▶ [YOUR GOAL]:
Please edit the material below by changing every "Expected output" to "Target output" and leaving everything else the same.

+ + + +

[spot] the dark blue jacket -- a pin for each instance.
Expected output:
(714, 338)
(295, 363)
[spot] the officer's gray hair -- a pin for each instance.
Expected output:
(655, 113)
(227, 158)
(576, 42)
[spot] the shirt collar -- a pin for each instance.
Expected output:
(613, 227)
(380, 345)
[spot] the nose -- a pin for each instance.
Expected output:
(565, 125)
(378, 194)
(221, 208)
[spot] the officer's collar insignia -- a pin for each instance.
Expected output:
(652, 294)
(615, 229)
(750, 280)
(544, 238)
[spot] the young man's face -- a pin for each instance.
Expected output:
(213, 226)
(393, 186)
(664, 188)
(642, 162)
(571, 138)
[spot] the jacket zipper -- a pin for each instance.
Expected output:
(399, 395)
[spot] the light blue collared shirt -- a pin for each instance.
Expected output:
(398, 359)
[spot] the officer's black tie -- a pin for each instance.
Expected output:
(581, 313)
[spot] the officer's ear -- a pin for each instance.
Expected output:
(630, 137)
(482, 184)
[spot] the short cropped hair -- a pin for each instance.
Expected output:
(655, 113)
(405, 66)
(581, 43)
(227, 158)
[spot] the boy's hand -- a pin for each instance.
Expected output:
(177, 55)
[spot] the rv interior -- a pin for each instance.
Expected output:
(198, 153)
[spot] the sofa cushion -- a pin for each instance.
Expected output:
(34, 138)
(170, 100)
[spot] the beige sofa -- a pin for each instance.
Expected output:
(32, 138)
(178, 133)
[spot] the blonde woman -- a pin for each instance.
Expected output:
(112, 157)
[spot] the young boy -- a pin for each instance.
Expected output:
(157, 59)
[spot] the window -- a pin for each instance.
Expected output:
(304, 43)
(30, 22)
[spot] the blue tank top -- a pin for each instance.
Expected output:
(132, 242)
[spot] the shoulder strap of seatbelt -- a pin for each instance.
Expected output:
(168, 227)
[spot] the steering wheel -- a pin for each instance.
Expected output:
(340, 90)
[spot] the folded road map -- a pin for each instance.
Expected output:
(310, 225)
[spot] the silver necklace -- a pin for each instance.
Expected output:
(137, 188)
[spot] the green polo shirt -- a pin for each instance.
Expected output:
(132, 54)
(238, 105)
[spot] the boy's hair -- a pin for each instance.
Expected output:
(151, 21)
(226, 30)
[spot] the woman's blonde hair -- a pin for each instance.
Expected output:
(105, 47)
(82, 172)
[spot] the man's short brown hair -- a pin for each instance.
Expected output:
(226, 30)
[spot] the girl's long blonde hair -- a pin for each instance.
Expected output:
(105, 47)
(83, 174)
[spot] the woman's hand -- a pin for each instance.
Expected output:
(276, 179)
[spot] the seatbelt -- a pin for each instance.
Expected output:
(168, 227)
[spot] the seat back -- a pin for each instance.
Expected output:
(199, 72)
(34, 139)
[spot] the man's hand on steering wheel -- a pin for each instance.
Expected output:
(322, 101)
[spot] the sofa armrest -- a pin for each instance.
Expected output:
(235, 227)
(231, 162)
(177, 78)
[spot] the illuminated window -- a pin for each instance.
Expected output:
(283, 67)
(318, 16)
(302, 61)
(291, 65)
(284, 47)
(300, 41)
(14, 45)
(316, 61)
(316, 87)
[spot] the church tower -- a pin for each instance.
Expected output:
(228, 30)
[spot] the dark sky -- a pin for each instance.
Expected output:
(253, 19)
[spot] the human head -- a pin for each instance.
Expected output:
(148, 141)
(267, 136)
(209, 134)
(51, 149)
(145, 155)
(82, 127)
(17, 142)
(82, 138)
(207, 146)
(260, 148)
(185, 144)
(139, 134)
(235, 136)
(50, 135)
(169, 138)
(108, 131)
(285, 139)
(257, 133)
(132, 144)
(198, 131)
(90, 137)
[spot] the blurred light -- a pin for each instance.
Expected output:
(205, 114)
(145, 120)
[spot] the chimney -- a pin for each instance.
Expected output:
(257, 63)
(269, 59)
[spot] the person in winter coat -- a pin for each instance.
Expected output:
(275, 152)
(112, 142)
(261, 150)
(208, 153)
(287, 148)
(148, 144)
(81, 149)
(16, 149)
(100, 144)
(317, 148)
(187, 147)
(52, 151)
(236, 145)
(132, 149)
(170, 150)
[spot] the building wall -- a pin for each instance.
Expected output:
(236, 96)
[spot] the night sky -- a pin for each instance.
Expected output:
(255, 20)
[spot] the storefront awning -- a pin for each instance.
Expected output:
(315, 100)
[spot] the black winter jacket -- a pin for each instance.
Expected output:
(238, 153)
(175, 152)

+ + + +

▶ [RESULT OF THE EXERCISE]:
[spot] the dark blue jacket -- a pin for each instance.
Target output:
(714, 338)
(295, 363)
[spot] the officer's gray hair -- a pin for each instance.
Target output:
(655, 113)
(227, 158)
(576, 42)
[spot] the shirt collar -- a pin for each instance.
Target output:
(613, 227)
(380, 345)
[spot] the nose -- a pin for each instance.
Target output:
(565, 125)
(378, 194)
(221, 208)
[spot] the officer's collar insignia -- a pin for each instance.
Target output:
(652, 294)
(615, 229)
(750, 280)
(544, 238)
[spot] the young man's face -- a pin for each instance.
Target output:
(213, 226)
(393, 186)
(664, 188)
(642, 162)
(571, 138)
[spot] the jacket zipper -- a pin for each instance.
Target output:
(399, 395)
[spot] the light blue collared shirt -- a pin for each instance.
Target output:
(398, 359)
[spot] the officer's black tie -- a pin for each instance.
Target output:
(581, 313)
[spot] the officer's ear -- a pin for each instance.
Target output:
(630, 137)
(482, 184)
[spot] the short cropped hair -- a pin for each instance.
Target output:
(655, 113)
(405, 66)
(581, 43)
(227, 158)
[spot] the boy's hand -- a pin for each instance.
Target output:
(177, 55)
[spot] the rv interior -- a pin for each instance.
Target output:
(198, 153)
[spot] the sofa cushion -- a pin for each instance.
Target output:
(34, 138)
(170, 100)
[spot] the beige sofa -- a pin for each instance.
Target output:
(32, 138)
(178, 133)
[spot] the blonde woman -- a pin for each instance.
Target output:
(112, 157)
[spot] the young boy -- a pin for each instance.
Target output:
(157, 59)
[spot] the window -- a pin for each instance.
Target output:
(304, 43)
(30, 22)
[spot] the blue tank top -- a pin for each instance.
Target output:
(132, 242)
[spot] the shoulder strap of seatbelt -- a pin for each instance.
Target output:
(168, 227)
[spot] the steering wheel -- a pin for each instance.
Target output:
(340, 90)
[spot] the folded road map -- a pin for each instance.
Target output:
(310, 225)
[spot] the silver necklace -- a pin for each instance.
Target output:
(137, 188)
[spot] the green polo shirt -- a pin for each instance.
Target output:
(132, 54)
(238, 105)
[spot] the boy's hair -- a pin for each instance.
Target output:
(151, 21)
(226, 30)
[spot] the woman's blonde hair -- a pin for each instance.
Target output:
(105, 47)
(82, 172)
[spot] the man's short brown hair -- a pin for each instance.
Target output:
(226, 30)
[spot] the girl's long blonde hair -- a pin for each instance.
Target output:
(105, 47)
(83, 174)
[spot] the woman's hand -- a pin for each instance.
Target output:
(276, 179)
[spot] the seatbelt -- a pin for each instance.
Target output:
(168, 227)
[spot] the seat back -- a pin for each instance.
Target output:
(199, 72)
(34, 139)
[spot] the man's hand on steering wheel -- a pin for each instance.
Target output:
(322, 101)
[spot] the sofa armrest -- a pin for each instance.
Target output:
(235, 227)
(231, 162)
(177, 78)
[spot] the illuminated window -- a pin for each instance.
Target output:
(283, 67)
(318, 16)
(302, 61)
(291, 65)
(284, 47)
(300, 41)
(14, 45)
(316, 61)
(316, 87)
[spot] the church tower -- a pin for each instance.
Target output:
(228, 30)
[spot] the dark sky -- a pin for each instance.
Target output:
(253, 19)
[spot] the human head -- a pin for each instance.
Target output:
(148, 141)
(267, 136)
(209, 134)
(51, 149)
(145, 155)
(82, 127)
(17, 142)
(82, 138)
(207, 146)
(260, 148)
(185, 144)
(139, 134)
(235, 136)
(50, 135)
(169, 138)
(108, 131)
(285, 139)
(257, 133)
(132, 144)
(198, 131)
(90, 137)
[spot] the blurred light -- a pin for each instance.
Target output:
(205, 114)
(145, 120)
[spot] the chimney -- a pin for each instance.
Target output:
(257, 63)
(269, 59)
[spot] the person in winter coat -- a pin for each instance.
Target output:
(275, 152)
(112, 142)
(261, 150)
(208, 153)
(287, 148)
(148, 144)
(81, 149)
(16, 149)
(100, 144)
(317, 148)
(187, 147)
(52, 151)
(236, 145)
(132, 149)
(170, 150)
[spot] the building wall -- a pin for each instance.
Target output:
(236, 96)
[spot] the night sky -- a pin for each instance.
Target output:
(255, 20)
[spot] the storefront awning -- a pin for each instance.
Target output:
(315, 100)
[spot] the black winter jacket -- a pin for each instance.
Target output:
(238, 153)
(175, 152)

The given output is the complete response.